INPUT —
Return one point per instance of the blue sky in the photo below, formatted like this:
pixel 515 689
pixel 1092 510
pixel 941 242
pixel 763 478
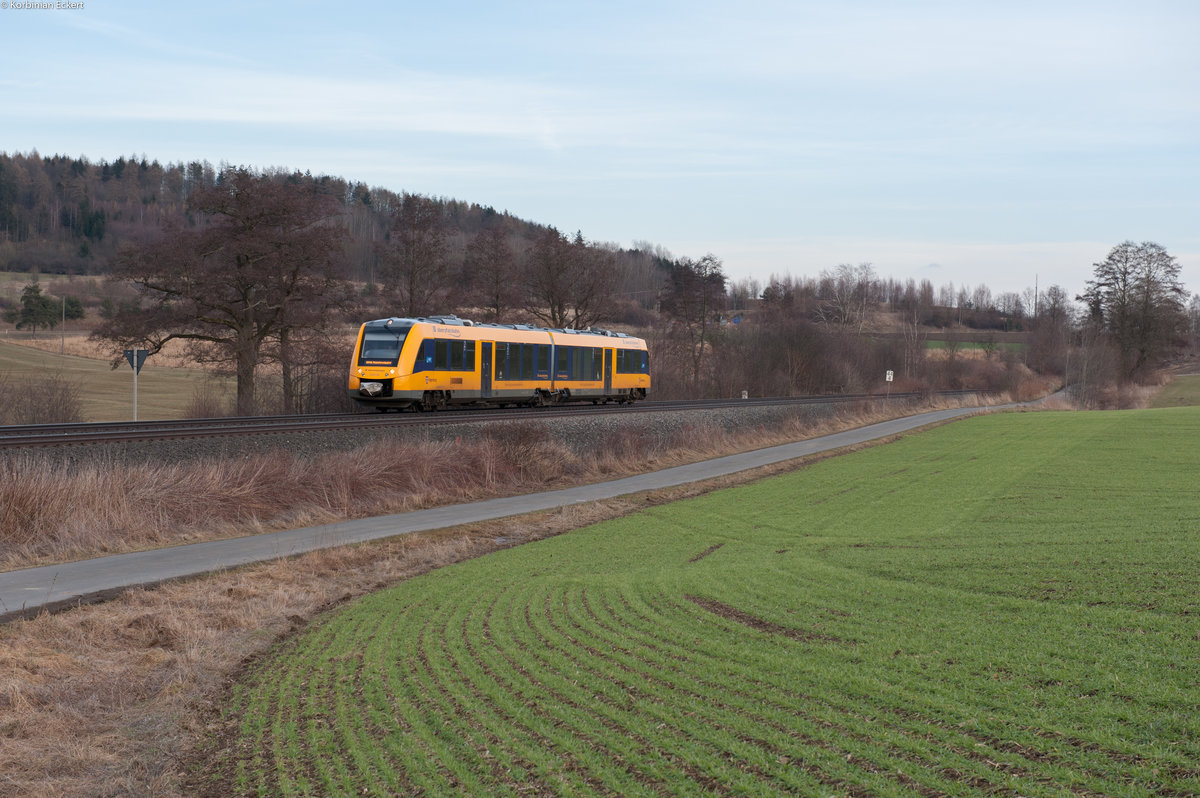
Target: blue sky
pixel 959 142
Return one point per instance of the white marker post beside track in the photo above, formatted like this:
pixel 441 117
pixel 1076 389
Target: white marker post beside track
pixel 136 358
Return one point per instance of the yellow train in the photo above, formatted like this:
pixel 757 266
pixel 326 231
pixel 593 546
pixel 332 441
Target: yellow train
pixel 437 361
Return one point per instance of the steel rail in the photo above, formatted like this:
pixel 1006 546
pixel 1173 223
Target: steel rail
pixel 66 435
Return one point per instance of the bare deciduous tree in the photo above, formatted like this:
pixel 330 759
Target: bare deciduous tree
pixel 413 262
pixel 569 283
pixel 264 259
pixel 1137 298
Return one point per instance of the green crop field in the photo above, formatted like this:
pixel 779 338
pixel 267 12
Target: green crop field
pixel 107 394
pixel 1008 604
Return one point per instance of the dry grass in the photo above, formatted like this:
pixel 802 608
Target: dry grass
pixel 113 699
pixel 174 354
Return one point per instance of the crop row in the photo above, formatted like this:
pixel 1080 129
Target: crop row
pixel 736 645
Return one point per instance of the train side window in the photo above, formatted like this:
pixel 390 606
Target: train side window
pixel 527 354
pixel 424 357
pixel 588 354
pixel 502 360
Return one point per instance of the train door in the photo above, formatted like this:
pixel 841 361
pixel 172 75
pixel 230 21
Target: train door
pixel 485 371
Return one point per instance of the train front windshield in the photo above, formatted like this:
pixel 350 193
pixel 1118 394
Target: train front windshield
pixel 382 345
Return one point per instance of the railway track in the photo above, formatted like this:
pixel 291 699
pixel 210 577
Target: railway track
pixel 67 435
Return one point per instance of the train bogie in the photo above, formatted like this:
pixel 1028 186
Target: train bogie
pixel 433 363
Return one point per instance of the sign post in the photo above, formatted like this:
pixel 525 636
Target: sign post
pixel 136 358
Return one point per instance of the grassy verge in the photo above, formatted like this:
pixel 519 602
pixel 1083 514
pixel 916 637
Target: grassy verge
pixel 1003 604
pixel 58 511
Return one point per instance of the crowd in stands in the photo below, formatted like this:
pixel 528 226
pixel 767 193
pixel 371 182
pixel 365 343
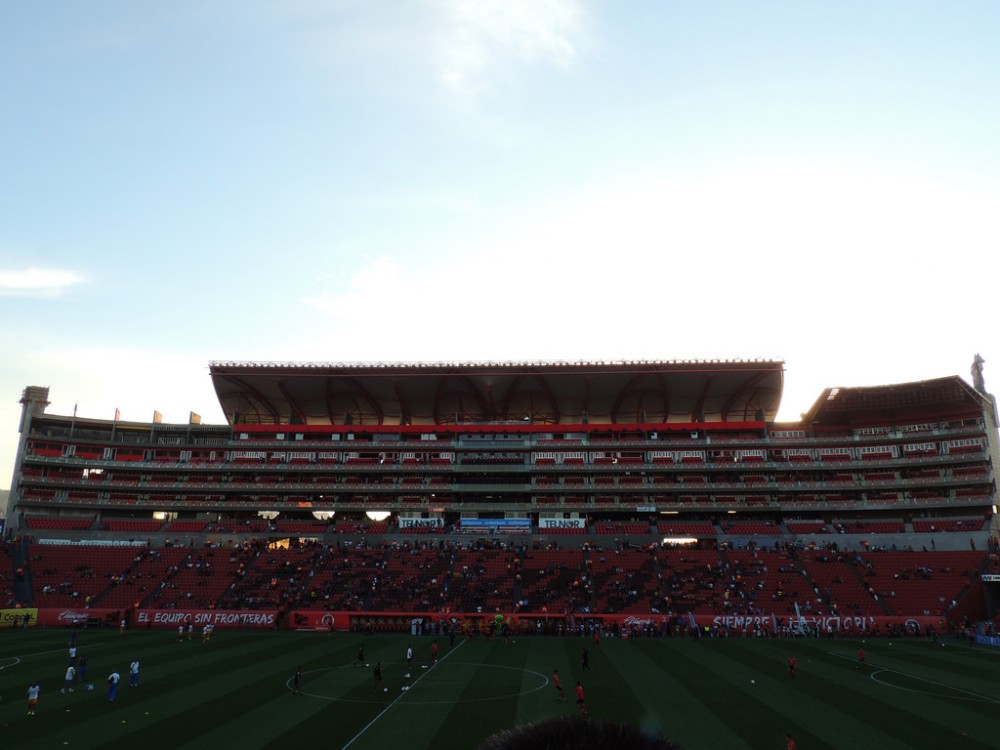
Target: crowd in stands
pixel 485 575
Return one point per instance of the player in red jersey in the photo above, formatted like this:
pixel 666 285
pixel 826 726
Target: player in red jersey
pixel 581 702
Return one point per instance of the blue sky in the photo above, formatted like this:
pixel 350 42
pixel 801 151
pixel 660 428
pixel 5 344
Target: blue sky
pixel 343 180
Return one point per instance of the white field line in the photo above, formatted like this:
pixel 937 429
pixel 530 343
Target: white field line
pixel 880 669
pixel 399 697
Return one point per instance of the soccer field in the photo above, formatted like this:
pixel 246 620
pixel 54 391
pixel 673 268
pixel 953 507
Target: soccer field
pixel 235 691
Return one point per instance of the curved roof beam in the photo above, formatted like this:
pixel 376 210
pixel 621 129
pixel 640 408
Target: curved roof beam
pixel 748 385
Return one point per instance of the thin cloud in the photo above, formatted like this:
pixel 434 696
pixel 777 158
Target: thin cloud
pixel 463 47
pixel 37 282
pixel 484 39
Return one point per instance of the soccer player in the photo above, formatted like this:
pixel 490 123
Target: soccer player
pixel 581 702
pixel 113 679
pixel 70 676
pixel 33 691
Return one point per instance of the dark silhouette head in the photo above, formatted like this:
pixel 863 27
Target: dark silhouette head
pixel 576 733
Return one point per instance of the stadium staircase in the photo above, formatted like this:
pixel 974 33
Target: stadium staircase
pixel 24 588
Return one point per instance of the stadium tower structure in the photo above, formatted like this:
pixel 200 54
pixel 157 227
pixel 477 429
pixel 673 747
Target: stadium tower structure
pixel 641 449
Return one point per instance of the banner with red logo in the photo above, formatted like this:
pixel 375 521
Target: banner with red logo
pixel 220 618
pixel 78 617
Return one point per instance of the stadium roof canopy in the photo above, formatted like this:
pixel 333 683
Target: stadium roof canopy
pixel 537 392
pixel 938 398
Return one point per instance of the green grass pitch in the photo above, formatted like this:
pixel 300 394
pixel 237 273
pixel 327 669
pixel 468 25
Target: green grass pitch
pixel 235 692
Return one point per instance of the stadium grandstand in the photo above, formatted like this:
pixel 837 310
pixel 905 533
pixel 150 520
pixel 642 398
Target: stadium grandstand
pixel 640 495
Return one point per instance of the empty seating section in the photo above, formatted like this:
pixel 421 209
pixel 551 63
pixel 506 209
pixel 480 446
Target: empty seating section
pixel 686 528
pixel 623 581
pixel 272 579
pixel 554 580
pixel 751 528
pixel 8 577
pixel 202 578
pixel 344 580
pixel 949 524
pixel 59 523
pixel 916 583
pixel 692 580
pixel 839 588
pixel 143 577
pixel 352 527
pixel 187 527
pixel 481 581
pixel 74 575
pixel 627 527
pixel 131 525
pixel 870 527
pixel 415 580
pixel 766 582
pixel 807 527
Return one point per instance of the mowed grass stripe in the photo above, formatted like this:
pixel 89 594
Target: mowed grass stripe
pixel 860 707
pixel 234 691
pixel 720 673
pixel 653 691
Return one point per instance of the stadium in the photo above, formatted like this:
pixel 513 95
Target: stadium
pixel 624 501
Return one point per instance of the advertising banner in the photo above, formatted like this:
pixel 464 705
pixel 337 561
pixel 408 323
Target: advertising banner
pixel 15 618
pixel 220 618
pixel 78 616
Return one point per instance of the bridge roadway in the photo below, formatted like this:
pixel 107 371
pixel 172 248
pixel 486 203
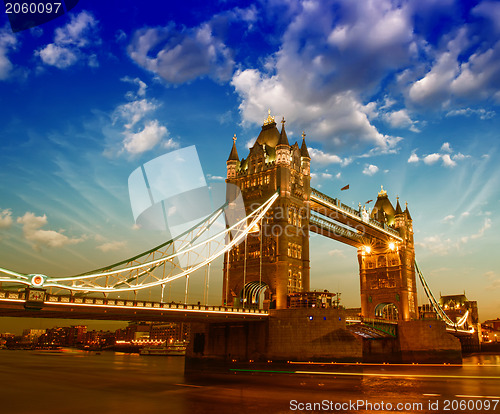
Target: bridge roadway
pixel 331 218
pixel 12 304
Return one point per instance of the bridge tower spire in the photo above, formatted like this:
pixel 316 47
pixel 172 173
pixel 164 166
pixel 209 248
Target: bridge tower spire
pixel 277 255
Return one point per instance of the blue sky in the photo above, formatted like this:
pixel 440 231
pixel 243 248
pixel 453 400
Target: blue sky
pixel 403 94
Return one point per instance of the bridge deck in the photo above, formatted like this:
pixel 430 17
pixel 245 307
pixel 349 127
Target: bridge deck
pixel 67 307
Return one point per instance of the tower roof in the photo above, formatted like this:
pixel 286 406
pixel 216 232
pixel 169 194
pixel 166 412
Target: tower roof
pixel 283 138
pixel 303 149
pixel 269 135
pixel 383 205
pixel 233 156
pixel 398 207
pixel 407 212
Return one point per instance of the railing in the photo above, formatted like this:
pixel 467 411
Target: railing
pixel 65 299
pixel 349 210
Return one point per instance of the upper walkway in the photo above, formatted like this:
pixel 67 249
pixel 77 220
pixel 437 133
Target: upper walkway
pixel 334 219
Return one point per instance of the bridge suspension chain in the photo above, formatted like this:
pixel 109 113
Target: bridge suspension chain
pixel 437 307
pixel 183 255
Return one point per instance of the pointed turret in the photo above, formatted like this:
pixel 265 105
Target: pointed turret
pixel 233 162
pixel 383 210
pixel 233 156
pixel 283 147
pixel 303 149
pixel 398 207
pixel 407 212
pixel 283 138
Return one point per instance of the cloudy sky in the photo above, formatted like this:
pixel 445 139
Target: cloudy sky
pixel 403 94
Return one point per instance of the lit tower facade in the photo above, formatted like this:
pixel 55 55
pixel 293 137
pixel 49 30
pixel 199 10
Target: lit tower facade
pixel 387 270
pixel 274 260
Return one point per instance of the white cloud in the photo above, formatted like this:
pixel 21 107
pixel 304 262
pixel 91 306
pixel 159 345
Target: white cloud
pixel 401 119
pixel 413 158
pixel 181 56
pixel 482 230
pixel 5 219
pixel 432 158
pixel 75 32
pixel 134 111
pixel 323 158
pixel 489 10
pixel 447 161
pixel 148 138
pixel 70 42
pixel 112 246
pixel 370 169
pixel 49 238
pixel 338 121
pixel 215 177
pixel 141 87
pixel 481 113
pixel 446 147
pixel 457 75
pixel 58 56
pixel 448 218
pixel 336 253
pixel 8 43
pixel 434 87
pixel 319 77
pixel 437 245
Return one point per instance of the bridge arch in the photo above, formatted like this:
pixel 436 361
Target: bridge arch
pixel 387 310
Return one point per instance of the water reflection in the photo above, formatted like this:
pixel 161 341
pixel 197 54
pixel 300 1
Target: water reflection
pixel 127 383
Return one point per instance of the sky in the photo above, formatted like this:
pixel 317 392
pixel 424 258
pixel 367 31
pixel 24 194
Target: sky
pixel 403 94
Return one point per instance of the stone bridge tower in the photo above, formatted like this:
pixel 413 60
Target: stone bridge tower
pixel 387 270
pixel 274 260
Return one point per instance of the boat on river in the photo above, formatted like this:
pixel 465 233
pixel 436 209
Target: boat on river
pixel 177 348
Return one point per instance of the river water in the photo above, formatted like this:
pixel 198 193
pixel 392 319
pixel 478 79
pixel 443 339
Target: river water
pixel 81 382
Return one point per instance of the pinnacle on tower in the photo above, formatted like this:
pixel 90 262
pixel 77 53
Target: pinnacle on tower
pixel 398 207
pixel 283 138
pixel 233 156
pixel 407 212
pixel 303 149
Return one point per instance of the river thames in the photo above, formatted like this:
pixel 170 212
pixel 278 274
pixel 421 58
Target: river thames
pixel 81 382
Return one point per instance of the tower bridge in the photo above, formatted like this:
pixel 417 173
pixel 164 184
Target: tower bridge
pixel 266 261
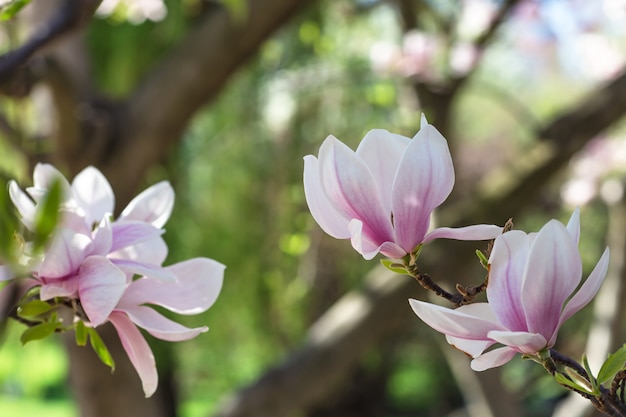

ASSIGNED TASK — Would you retype the lines above from the one with "Return one point per instance of the pointed" down to the one with "pixel 49 30", word for word, both ends included and no other lines?

TASK RESPONSE —
Return one point per instance of the pointed turret in the photo above, formatted like this:
pixel 265 105
Target: pointed turret
pixel 233 162
pixel 383 210
pixel 233 156
pixel 283 147
pixel 303 149
pixel 398 207
pixel 407 212
pixel 283 138
Return one point per instance of the cloudy sky in the photo above, formatted like this:
pixel 445 139
Target: cloudy sky
pixel 403 94
Return one point per instance of the lit tower facade in the photo above, formatted like this:
pixel 55 55
pixel 293 137
pixel 49 30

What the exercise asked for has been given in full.